> _Extract provided_:

I've stretched this topic out farther than intended, so I'll conclude directly:
-from looking at the map, there seems to be 4 types of sequencing centers, each with different strategies and hardware needs:
1) medium-large installations (Broad, BGI)
2) fee for service centers
3) genomic (academic) centers with a commitment to genomic research (5-10 sequencers.)
4) academic centers with a small exposure to genomics (1 or 2 sequencers.)
Each of these will have different rates of adoption of NGS technologies. Here's how I'd characterize each of these centers future behaviors:
#1) medium-large centers: all about throughput and cost, with less regard for specialized instruments or needs, these centers also already have a substantial investment in hardware and informatics, so the winning hardware providers will be the ones that plug in best into the existing hardware and informatics. It will be a whole lot easier to integrate the latest generation of Illumina technology than to pivot 90 degrees to integrate a novel technology.
I expect that the number of medium-to-large centers rises, as the cost/sequencer falls and the start-up cost of a new sequencing center falls. I don't know if research demand for such centers is here yet, but I think several institutions will launch ~$10M fundraising efforts for a new genomic research center, as much for their economic development/headline value as their scientific value. (Example: the former Ignite Institute, which landed at Fox Chase.)
2) fee for service centers: I selected the first 5 US service providers that I could think of (Asuragen, Beckman Coulter, Cofactor, Expression Analysis, Seqwright), and was surprised to see their total capacity was 26 sequencers among them. The absolute number could be outdated or inaccurate for a number of reasons, but the point is that the service centers aren't big consumers of technology. (I'd guess, though, that they run at higher capacity utilization than most academic sequencers.)

> _Tasks to carry out_:
[A] In two sentences, what does the sequencing-center post say?
[B] According to the sequencing-center post, how many sequencers did the five US service providers have among them?
[C] Could you carry the sequencing-center post forward from its last sentence?

> _Extracted information_:
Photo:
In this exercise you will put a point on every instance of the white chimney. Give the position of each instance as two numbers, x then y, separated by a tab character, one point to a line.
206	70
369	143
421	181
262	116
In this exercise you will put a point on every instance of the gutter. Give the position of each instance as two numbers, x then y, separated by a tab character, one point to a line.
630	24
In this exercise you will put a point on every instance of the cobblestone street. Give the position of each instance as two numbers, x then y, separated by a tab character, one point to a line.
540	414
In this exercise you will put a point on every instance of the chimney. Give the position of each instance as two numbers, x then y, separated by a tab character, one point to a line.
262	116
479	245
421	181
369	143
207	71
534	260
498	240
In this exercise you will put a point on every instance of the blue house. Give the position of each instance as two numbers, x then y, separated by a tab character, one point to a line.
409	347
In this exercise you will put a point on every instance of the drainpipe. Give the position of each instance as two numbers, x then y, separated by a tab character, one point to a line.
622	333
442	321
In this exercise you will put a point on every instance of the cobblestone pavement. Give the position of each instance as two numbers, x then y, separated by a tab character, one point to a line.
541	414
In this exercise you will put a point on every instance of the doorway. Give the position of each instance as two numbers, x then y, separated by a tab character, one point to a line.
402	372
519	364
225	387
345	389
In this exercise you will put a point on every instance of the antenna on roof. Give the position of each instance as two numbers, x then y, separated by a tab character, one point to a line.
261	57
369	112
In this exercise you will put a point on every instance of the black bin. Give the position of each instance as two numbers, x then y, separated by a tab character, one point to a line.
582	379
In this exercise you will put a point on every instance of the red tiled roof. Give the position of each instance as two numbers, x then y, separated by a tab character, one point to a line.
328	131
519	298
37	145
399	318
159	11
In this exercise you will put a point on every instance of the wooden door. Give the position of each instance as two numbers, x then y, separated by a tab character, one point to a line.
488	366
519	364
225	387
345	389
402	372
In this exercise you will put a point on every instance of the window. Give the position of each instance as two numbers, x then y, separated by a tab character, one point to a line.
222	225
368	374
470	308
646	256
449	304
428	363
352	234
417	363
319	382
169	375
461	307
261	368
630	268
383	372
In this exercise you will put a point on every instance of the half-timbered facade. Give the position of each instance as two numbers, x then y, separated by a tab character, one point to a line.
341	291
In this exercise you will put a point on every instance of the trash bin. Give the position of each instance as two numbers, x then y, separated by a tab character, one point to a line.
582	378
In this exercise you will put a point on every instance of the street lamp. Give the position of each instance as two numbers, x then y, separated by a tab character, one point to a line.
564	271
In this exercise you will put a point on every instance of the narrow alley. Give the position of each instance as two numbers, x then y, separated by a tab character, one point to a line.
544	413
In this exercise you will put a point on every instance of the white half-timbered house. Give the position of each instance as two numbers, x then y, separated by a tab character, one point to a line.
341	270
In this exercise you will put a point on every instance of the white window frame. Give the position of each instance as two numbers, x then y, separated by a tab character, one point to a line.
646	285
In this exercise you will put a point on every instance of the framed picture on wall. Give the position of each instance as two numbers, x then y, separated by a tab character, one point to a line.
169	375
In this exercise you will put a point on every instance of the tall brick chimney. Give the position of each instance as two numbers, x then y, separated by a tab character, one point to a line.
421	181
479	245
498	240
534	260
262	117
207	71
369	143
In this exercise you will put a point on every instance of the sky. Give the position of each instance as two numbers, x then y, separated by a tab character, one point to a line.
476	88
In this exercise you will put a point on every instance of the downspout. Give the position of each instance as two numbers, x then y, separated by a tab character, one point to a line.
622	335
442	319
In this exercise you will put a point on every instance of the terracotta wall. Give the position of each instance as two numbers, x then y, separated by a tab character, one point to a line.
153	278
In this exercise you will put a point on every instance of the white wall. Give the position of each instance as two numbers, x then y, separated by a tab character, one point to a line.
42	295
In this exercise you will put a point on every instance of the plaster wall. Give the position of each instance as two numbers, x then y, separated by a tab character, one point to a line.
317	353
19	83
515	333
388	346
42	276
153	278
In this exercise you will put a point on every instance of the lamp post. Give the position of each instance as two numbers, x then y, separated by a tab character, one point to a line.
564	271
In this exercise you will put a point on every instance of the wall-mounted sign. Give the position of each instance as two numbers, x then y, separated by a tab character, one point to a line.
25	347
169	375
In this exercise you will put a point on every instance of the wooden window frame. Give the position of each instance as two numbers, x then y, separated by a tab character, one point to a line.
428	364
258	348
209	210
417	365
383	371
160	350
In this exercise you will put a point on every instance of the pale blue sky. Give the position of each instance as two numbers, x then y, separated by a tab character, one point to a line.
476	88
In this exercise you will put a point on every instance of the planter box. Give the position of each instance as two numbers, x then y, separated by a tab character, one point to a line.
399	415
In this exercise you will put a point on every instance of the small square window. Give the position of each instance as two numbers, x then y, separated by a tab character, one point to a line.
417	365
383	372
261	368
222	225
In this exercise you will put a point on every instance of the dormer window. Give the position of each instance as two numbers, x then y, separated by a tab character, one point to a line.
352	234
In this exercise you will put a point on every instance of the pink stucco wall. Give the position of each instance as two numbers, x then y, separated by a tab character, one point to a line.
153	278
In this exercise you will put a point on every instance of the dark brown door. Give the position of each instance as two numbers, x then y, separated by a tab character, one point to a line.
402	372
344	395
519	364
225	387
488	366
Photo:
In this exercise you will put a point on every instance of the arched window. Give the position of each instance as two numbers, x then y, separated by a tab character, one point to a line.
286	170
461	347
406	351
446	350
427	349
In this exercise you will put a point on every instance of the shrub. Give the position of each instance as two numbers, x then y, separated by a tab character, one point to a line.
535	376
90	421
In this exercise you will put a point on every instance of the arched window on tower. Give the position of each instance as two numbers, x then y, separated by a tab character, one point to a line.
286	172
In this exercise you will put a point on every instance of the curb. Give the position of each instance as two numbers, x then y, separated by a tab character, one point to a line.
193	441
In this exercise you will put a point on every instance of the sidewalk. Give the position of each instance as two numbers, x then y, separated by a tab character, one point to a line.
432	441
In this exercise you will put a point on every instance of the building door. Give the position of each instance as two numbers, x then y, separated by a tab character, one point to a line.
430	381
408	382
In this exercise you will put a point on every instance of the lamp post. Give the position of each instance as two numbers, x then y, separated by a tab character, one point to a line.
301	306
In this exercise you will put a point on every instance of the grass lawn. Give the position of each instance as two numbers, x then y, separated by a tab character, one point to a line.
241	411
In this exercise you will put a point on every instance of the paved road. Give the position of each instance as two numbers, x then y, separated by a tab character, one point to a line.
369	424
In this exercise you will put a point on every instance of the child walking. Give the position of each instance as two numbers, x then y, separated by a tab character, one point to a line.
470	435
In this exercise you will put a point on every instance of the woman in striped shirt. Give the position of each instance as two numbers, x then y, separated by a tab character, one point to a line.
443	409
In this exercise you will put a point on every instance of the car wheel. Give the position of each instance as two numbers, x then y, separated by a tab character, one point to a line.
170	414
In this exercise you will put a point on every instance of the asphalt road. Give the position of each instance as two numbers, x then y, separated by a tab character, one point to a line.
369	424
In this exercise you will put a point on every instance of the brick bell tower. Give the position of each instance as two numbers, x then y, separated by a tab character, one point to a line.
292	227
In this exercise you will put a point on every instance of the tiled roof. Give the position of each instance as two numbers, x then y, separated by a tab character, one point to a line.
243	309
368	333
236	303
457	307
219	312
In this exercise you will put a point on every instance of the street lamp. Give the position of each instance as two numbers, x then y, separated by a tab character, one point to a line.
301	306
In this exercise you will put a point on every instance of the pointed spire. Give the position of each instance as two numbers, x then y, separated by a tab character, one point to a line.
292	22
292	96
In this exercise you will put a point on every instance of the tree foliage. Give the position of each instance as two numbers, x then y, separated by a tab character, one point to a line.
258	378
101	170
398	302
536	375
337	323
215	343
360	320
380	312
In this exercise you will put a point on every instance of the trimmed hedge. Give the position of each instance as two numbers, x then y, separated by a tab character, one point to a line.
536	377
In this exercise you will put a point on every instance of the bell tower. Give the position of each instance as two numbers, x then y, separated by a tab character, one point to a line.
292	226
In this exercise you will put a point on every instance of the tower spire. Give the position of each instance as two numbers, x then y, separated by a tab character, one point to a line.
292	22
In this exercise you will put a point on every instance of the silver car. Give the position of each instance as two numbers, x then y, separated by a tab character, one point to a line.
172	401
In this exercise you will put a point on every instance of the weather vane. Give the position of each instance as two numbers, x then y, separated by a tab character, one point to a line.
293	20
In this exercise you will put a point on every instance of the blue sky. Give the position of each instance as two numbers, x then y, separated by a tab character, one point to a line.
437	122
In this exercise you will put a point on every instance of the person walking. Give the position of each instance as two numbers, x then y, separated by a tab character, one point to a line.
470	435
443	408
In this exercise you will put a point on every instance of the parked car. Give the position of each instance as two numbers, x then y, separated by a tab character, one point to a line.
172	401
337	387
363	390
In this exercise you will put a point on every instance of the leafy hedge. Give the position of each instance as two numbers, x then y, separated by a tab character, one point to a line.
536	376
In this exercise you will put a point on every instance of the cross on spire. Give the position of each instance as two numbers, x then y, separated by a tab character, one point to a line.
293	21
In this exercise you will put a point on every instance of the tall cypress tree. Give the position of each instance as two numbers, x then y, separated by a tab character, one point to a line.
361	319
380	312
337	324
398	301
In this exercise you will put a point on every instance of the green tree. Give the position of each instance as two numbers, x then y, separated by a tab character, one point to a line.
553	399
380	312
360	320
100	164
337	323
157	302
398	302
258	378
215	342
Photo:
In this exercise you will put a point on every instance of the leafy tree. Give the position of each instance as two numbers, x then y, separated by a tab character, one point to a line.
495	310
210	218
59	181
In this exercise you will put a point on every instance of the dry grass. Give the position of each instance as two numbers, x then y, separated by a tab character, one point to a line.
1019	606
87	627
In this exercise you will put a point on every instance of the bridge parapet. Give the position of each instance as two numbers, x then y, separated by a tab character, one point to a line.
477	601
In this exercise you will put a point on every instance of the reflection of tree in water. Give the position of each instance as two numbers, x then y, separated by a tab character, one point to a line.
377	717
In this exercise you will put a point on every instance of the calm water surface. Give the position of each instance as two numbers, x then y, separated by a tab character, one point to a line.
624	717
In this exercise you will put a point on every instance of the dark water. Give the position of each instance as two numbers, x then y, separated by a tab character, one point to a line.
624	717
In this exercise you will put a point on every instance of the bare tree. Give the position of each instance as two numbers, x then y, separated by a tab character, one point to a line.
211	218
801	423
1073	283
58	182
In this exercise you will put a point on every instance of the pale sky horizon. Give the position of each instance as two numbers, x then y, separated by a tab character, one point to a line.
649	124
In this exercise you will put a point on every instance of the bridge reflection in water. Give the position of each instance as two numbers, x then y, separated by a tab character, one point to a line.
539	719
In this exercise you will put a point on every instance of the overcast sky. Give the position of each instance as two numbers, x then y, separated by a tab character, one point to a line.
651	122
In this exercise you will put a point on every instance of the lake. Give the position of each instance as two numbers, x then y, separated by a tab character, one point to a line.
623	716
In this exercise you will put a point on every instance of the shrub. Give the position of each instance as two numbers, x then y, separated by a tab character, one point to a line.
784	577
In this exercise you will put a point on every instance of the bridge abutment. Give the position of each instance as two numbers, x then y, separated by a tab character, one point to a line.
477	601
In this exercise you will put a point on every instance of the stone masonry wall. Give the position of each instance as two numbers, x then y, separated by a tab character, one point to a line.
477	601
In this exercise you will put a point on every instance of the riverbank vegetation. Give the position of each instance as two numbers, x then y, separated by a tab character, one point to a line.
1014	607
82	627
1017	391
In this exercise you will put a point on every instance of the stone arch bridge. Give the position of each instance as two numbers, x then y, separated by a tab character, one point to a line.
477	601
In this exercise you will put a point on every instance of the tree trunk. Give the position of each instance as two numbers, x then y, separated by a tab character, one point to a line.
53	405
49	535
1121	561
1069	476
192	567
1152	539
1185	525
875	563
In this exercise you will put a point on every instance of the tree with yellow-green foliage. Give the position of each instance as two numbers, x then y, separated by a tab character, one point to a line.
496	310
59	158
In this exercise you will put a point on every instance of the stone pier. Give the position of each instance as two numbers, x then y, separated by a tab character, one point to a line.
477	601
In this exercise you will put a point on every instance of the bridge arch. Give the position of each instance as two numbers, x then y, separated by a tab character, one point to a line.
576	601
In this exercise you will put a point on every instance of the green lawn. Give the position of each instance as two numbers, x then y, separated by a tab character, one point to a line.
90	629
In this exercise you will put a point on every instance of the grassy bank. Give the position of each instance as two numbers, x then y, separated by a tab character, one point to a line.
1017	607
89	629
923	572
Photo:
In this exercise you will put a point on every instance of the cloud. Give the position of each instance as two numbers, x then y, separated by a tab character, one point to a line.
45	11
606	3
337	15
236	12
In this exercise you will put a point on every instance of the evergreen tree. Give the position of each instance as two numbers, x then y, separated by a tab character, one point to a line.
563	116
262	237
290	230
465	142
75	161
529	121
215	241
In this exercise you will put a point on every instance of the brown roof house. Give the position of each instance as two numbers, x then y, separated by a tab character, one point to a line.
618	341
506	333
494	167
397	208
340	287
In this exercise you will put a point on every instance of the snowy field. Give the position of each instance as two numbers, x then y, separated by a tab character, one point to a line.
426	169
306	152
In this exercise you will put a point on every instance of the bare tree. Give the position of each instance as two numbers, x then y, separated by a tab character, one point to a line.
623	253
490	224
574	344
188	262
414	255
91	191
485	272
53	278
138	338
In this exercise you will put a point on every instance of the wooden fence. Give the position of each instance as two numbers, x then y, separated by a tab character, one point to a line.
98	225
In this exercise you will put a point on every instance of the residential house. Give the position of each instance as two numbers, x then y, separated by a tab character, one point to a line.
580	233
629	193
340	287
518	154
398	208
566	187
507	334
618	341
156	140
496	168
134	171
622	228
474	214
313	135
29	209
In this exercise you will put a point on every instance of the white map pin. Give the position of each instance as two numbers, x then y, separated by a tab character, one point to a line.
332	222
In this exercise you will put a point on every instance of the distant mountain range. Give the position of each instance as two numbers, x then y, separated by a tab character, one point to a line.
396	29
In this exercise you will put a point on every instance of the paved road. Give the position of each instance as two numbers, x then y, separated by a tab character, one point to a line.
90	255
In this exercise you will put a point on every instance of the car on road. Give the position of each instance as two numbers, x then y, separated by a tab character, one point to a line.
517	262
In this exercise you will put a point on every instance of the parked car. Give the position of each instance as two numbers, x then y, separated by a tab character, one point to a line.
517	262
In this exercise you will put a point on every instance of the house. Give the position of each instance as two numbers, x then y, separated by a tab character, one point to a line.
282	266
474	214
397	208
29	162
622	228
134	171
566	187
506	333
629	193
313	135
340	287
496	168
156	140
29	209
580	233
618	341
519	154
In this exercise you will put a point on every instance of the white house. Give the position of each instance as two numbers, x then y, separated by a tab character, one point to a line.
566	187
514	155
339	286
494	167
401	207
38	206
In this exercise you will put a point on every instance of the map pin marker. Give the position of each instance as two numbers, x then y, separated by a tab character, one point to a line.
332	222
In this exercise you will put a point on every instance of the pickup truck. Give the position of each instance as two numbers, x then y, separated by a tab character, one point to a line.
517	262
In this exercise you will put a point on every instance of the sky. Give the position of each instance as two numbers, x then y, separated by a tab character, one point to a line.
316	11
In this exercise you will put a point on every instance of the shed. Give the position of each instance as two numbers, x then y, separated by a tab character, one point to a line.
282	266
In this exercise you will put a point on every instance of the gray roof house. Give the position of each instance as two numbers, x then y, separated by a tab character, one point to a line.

> _Results of the tasks_:
[A] The post groups sequencing centers into four types, from medium-large installations to academic centers with one or two sequencers, and expects each to adopt NGS technologies at a different rate. It says medium-large centers care most about throughput and cost and will favor hardware that fits their existing informatics, and it finds that fee-for-service centers are not big consumers of technology.

[B] 26 sequencers.

[C]
The fee-for-service centers also tend to have more than one technology platform in-house. As demand grows, the fee-for-service centers will add capacity in a nimble, savvy, but serial fashion, spread among whichever technologies are requested by their customers, and which provider has the best performance/value proposition at any given time.
3) academic genomic research centers. much of the research at the genomic centers will be tied to clinical trials, so this group will be very sensitive to FDA approval of a sequencing device, and not very sensitive to throughput/performance though turnaround time may matter if the clinical trials are looking for the sequencing data to guide treatment. I'd expect this group to hang with the Illumina technology for the foreseeable future. They're the most likely platform to receive FDA approval. (Unfortunately, this isn't likely to happen soon, if the FDA approval of microarray platforms is any indication. As a forerunner to sequencing, Affy got their microarray platform approved by the FDA (in 2009?) for clinical diagnostic use, but I've heard that it wasn't easy, and the approval is not too broad.)
#4) small-time centers: the largest market in number but smallest in $$$. This market won't grow significantly until clinical adoption of DNA sequencing becomes widespread, and even then the biggest customer may be the pathology labs, not the bench researchers. In this case, I'd expect this category to largely adopt either the nanopore or Ion Torrent technology, as much for simplicity as for throughput and cost.
After this analysis, I am surprised that the opportunities for new platforms such as Oxford Nanopore are not as obvious. The newcomers may still be a success, but I think we're still a few years away from the inflection point in the growth of sequencing hardware.